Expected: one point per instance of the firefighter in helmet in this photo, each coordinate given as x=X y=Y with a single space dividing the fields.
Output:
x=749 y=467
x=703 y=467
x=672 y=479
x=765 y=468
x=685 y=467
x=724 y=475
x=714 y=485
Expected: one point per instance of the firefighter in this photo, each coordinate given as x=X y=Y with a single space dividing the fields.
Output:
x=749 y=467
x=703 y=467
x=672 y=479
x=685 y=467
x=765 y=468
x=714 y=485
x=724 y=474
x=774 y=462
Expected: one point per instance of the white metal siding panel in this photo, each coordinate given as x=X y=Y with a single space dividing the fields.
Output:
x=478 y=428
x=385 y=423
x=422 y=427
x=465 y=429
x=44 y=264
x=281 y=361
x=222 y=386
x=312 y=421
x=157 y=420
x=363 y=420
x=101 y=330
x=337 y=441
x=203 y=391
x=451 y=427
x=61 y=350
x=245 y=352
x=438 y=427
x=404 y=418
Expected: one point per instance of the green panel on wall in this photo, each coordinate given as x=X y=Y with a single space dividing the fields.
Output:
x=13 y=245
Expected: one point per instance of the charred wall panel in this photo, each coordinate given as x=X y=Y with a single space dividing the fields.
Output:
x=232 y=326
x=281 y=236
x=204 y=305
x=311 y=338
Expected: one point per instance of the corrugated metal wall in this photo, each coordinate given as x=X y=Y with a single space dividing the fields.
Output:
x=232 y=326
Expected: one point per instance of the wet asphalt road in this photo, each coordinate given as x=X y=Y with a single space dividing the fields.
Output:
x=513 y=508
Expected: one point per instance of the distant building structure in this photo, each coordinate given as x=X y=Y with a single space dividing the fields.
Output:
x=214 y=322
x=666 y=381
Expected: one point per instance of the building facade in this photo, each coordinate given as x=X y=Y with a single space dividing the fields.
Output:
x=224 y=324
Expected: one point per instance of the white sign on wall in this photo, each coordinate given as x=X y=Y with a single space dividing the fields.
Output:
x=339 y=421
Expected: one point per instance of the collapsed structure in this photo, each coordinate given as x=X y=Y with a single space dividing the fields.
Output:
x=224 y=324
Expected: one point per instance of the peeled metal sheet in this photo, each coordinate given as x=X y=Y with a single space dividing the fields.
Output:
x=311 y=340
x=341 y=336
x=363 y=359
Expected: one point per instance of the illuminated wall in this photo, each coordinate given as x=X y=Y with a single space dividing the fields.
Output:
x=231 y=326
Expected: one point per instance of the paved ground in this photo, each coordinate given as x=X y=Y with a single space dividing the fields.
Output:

== Task directions ==
Rewrite the entries above with "dividing" swapped for "separating" throughout, changing nothing else.

== Answer to this task ==
Expected: one point per instance of the firefighter in helmet in this photo, each coordinate given as x=X y=Y with a single space separating the fields.
Output:
x=749 y=467
x=703 y=467
x=672 y=479
x=765 y=468
x=685 y=467
x=724 y=475
x=714 y=485
Expected: one point per instance of the firefighter in this photo, each coordinate given as x=X y=Y with a single space separating the fields.
Output:
x=749 y=467
x=703 y=467
x=672 y=479
x=685 y=467
x=765 y=468
x=714 y=485
x=724 y=474
x=774 y=462
Expected: one point per instance of the white metal siding panel in this photo, each coordinate given as x=X y=Y with a single space separating the fields.
Output:
x=478 y=428
x=385 y=423
x=422 y=427
x=465 y=429
x=44 y=264
x=281 y=361
x=222 y=386
x=312 y=421
x=157 y=420
x=363 y=420
x=101 y=330
x=337 y=441
x=203 y=391
x=451 y=427
x=61 y=350
x=245 y=352
x=438 y=427
x=404 y=418
Expected: one point per instance of the green panel on wall in this photo, each coordinate given as x=X y=Y with a single space separating the fields.
Output:
x=13 y=245
Expected: one point per instance of the charred wall panel in this photo, each coordinate given as x=X y=Y with a single space separating the fields.
Output:
x=232 y=326
x=281 y=236
x=204 y=305
x=311 y=338
Expected: one point per instance of the corrugated metal wall in this photo, each coordinate given as x=X y=Y with a single space separating the fields.
Output:
x=232 y=326
Expected: one point per instance of the wet asphalt road in this photo, each coordinate given as x=X y=Y with a single space separating the fields.
Output:
x=513 y=508
Expected: one point per instance of the distant building structure in this photo, each coordinate given as x=X y=Y with a single space separating the fields.
Output:
x=214 y=322
x=666 y=381
Expected: one point per instance of the building facade in this photo, each coordinate given as x=X y=Y with a single space separating the fields.
Output:
x=224 y=324
Expected: one point per instance of the white sign on wall in this photo, each coordinate given as x=X y=Y with a single space separating the fields.
Output:
x=339 y=421
Expected: one point per instance of the collapsed structure in this photo, each coordinate given as x=X y=Y with a single space separating the fields.
Output:
x=224 y=324
Expected: one point per instance of the peeled metal sheet in this photo, each coordinate given as x=X y=Y with a single space separating the fields.
Output:
x=311 y=340
x=341 y=336
x=363 y=359
Expected: one point per instance of the illuminated wall in this photo, each coordinate given as x=X y=Y with a single space separating the fields.
Output:
x=231 y=326
Expected: one point per instance of the paved ground in this photo, each coordinate given as x=X y=Y with a single space separating the fields.
Output:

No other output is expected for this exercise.